### [Problem details]
Take every line from the data that has the word "leafy" in it.

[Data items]
________________________________________

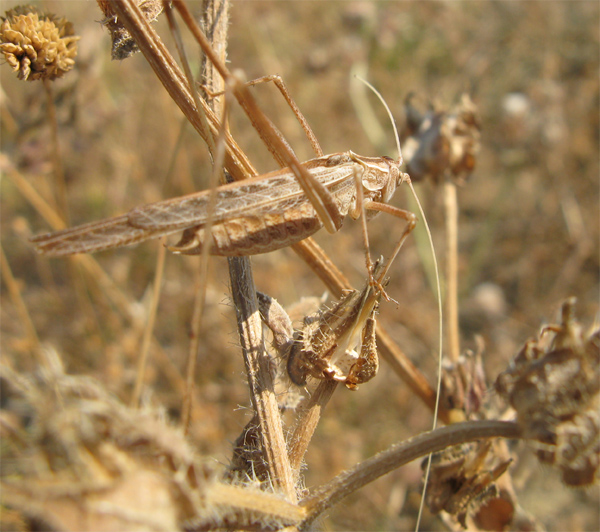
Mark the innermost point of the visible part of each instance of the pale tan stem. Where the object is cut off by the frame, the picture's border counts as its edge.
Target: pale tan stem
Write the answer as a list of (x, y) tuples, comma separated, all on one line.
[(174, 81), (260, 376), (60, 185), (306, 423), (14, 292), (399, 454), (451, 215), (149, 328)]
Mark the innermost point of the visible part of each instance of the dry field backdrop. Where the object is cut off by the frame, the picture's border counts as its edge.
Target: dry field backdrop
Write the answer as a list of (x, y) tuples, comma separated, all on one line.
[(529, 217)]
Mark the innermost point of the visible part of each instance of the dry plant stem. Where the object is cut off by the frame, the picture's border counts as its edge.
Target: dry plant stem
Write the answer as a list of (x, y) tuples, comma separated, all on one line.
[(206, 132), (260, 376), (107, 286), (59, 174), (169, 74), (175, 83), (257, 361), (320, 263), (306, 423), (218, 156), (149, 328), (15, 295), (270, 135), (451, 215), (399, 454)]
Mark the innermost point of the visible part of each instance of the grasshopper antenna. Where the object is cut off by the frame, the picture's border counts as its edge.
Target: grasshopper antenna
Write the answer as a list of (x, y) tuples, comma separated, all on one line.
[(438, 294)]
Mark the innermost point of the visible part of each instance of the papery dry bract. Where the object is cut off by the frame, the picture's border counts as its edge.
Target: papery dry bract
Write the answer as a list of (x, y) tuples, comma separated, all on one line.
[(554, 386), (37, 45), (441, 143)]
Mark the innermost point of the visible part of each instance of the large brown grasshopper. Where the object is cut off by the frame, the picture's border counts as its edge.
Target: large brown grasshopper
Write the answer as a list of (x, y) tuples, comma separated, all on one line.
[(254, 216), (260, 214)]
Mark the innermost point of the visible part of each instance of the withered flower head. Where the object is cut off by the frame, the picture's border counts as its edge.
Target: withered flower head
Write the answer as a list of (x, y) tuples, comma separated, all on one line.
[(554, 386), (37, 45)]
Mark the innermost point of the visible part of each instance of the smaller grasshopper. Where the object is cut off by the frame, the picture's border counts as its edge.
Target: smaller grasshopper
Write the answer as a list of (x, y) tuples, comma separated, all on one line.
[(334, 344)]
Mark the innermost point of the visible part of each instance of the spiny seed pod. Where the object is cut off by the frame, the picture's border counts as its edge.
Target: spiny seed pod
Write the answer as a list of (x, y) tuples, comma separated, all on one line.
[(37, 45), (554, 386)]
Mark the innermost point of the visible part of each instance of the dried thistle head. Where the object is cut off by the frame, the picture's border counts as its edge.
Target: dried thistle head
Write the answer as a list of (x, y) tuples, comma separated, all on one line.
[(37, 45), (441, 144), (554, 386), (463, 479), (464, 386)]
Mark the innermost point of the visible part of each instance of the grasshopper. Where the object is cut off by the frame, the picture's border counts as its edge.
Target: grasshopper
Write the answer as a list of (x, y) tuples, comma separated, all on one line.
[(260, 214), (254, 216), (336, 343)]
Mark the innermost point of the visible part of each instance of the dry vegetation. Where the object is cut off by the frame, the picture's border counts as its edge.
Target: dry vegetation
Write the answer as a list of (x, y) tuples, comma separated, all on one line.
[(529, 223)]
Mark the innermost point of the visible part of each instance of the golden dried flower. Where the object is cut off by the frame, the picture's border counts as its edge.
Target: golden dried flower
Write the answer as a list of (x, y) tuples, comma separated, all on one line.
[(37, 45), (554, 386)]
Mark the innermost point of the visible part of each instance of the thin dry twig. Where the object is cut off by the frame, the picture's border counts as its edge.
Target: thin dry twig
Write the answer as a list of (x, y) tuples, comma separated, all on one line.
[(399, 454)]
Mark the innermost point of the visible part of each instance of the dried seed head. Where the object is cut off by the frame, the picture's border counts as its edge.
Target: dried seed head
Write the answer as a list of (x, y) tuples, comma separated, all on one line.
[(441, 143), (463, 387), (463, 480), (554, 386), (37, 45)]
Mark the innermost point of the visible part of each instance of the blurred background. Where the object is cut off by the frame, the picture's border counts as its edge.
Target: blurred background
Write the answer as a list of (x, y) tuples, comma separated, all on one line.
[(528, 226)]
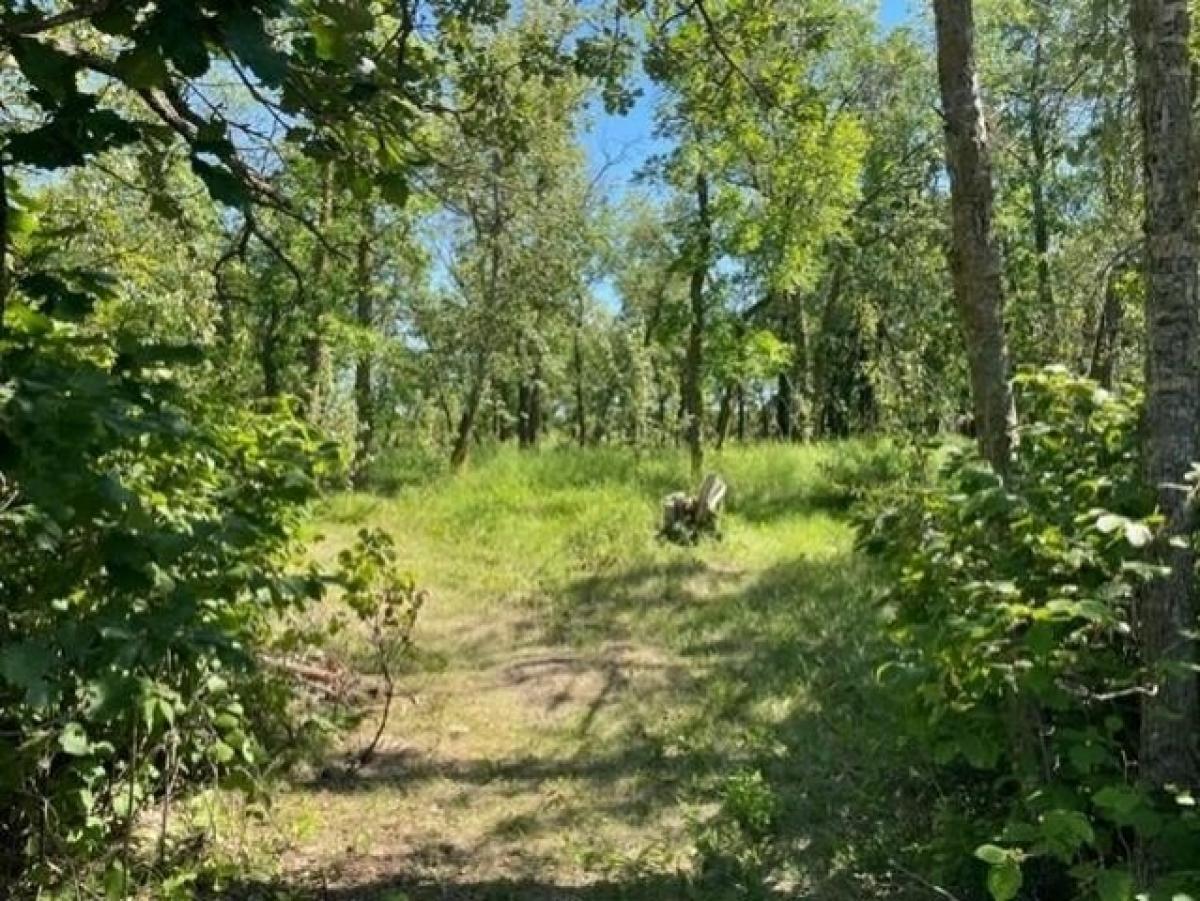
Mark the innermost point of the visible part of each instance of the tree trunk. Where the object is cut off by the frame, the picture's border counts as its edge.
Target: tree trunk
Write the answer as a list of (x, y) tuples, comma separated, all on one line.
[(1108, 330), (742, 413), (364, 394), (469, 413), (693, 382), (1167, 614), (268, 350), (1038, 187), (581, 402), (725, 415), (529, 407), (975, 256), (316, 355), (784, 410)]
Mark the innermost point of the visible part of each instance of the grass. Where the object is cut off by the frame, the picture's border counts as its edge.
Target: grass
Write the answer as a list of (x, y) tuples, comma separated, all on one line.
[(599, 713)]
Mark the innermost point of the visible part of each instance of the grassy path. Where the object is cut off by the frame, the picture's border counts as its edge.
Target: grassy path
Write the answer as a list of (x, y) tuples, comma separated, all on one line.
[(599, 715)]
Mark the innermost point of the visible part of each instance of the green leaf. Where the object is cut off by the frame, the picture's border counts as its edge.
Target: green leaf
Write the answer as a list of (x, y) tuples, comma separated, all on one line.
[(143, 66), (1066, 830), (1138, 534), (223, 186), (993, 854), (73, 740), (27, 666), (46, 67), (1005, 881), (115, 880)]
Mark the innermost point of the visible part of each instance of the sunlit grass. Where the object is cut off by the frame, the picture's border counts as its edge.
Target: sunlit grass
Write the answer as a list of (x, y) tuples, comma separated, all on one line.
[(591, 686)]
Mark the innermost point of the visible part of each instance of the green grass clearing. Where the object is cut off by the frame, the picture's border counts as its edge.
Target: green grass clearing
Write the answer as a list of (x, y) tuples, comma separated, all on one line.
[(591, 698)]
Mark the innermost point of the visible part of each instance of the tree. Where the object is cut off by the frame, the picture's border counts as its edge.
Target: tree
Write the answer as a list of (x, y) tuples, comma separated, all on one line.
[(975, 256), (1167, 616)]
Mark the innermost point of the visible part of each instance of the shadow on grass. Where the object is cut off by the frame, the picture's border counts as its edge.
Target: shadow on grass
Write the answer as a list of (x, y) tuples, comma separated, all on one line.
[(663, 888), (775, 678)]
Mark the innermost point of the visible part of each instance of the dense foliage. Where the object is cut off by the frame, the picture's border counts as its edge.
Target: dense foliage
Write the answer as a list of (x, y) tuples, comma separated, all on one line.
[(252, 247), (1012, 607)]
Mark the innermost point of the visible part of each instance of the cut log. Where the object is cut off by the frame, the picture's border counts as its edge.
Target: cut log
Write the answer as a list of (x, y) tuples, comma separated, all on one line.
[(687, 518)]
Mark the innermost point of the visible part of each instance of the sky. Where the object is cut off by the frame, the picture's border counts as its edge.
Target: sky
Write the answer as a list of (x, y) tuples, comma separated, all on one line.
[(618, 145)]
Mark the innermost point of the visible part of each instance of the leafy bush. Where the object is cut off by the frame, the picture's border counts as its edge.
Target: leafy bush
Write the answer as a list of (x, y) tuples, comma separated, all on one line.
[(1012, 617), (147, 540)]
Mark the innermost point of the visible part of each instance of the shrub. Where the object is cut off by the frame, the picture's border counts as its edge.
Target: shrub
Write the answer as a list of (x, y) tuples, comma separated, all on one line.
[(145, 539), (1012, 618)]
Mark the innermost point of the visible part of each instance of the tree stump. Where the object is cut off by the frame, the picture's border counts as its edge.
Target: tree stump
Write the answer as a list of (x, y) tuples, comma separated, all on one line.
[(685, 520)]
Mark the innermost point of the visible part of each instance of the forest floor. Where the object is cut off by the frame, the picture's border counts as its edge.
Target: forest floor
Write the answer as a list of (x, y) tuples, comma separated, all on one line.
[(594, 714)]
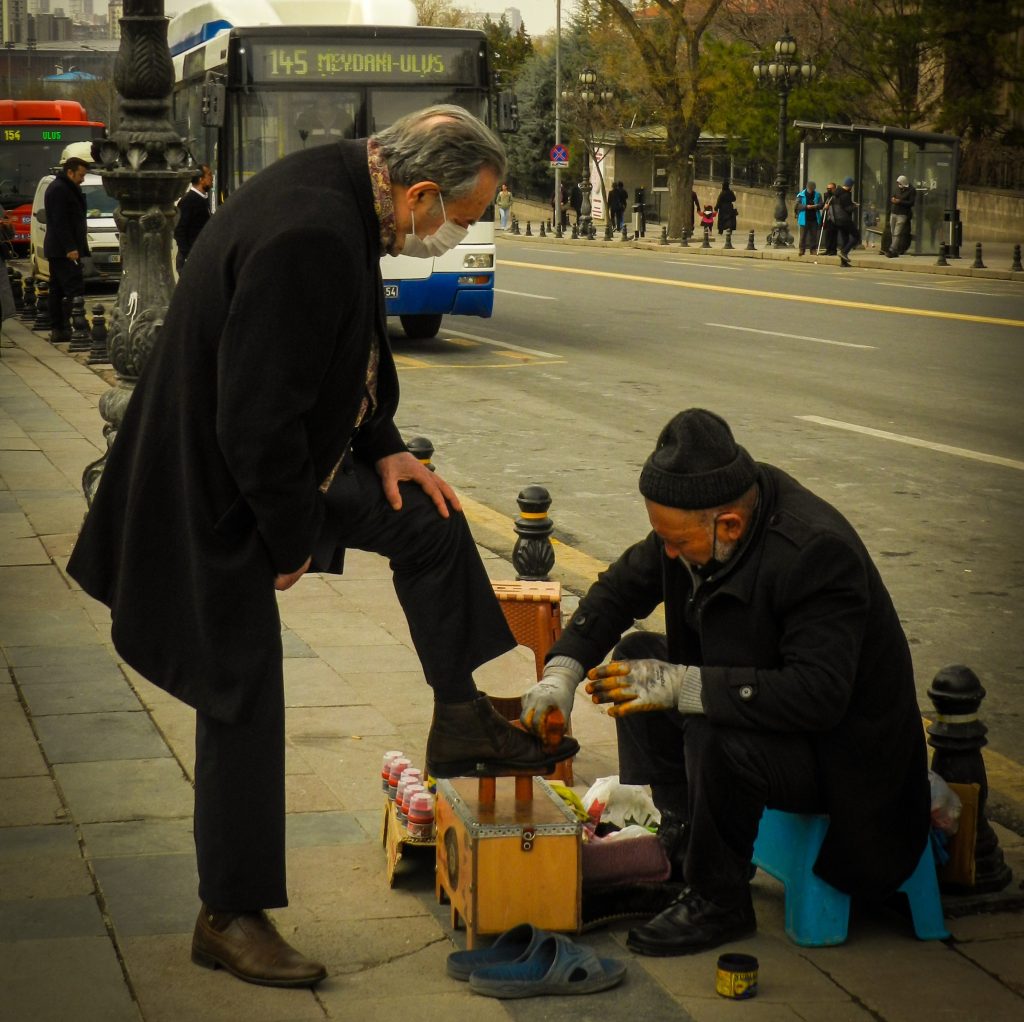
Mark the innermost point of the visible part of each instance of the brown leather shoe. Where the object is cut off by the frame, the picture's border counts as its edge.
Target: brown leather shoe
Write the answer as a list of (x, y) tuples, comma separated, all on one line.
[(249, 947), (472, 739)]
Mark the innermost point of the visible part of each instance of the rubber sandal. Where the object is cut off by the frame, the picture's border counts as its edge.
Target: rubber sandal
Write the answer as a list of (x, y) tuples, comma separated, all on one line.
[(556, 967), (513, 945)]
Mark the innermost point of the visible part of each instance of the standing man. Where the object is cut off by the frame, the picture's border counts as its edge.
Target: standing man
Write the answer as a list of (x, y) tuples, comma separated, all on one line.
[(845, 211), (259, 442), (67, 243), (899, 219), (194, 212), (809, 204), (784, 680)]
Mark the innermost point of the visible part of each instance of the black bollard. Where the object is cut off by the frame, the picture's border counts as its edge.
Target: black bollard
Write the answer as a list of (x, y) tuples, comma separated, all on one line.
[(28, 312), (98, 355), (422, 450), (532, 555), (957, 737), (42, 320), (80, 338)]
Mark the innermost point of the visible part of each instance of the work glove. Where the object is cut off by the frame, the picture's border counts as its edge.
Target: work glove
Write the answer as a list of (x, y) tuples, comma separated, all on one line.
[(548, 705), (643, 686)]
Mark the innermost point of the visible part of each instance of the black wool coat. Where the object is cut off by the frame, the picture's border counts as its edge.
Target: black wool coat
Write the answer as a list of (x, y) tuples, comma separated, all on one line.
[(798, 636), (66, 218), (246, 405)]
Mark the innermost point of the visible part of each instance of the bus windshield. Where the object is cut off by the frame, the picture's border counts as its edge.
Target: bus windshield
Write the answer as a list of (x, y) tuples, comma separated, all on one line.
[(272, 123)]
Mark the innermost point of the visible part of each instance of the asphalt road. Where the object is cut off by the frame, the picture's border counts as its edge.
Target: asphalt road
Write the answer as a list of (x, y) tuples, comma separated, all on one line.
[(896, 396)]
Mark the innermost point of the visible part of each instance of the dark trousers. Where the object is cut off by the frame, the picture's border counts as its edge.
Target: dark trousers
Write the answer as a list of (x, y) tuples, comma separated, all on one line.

________________________________________

### [Answer to the exercise]
Mark the innermost point of the visible part of each instance of the leafy bush. Where the object is cut off by the frame, the picture's border counts as its edge.
Target: leafy bush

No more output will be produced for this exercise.